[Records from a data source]
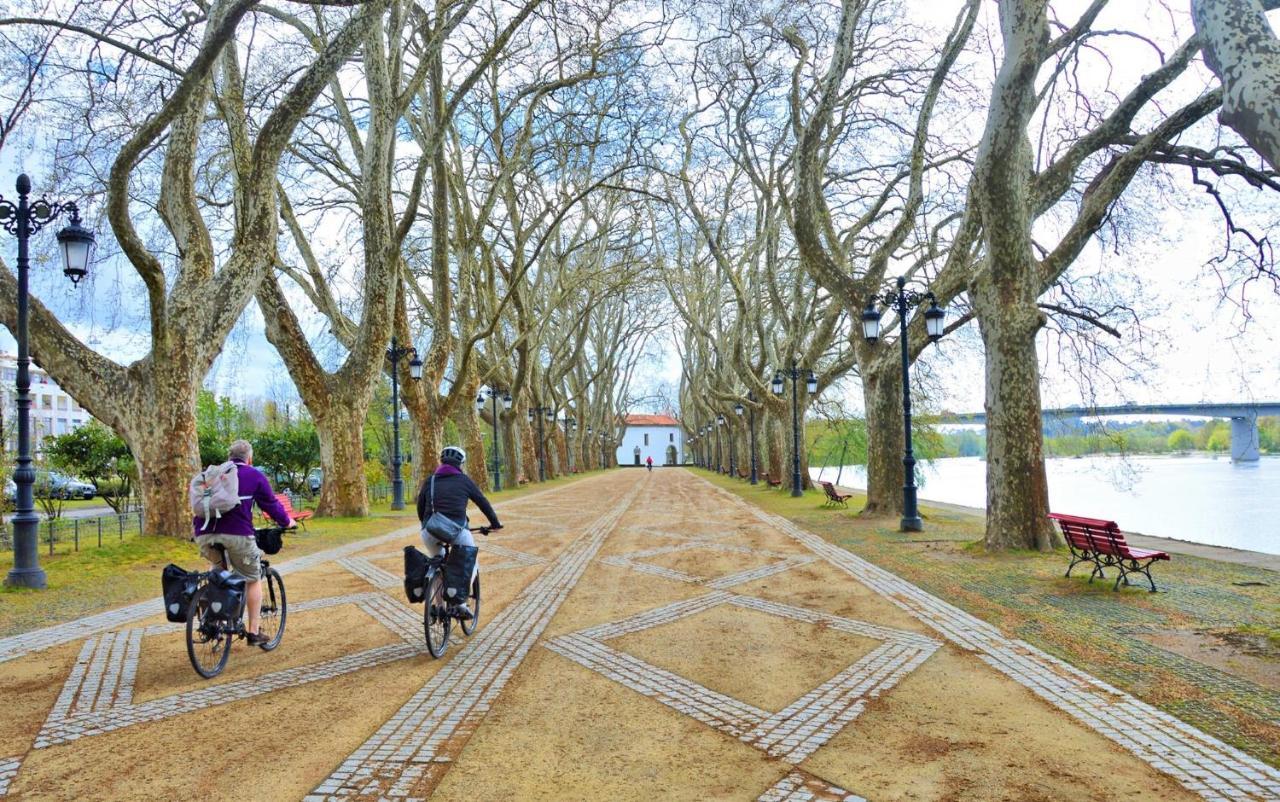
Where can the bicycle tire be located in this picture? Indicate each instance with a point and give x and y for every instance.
(209, 645)
(470, 626)
(275, 609)
(435, 622)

## PROBLEM TO SOLVE
Repeat all of the records verbatim, leaving out the pictures.

## RESULT FOR THIS TASK
Where can the bicycle tire be located in this picture? Indicate each instance with a point and give x and y for every instance.
(209, 645)
(470, 626)
(275, 609)
(435, 622)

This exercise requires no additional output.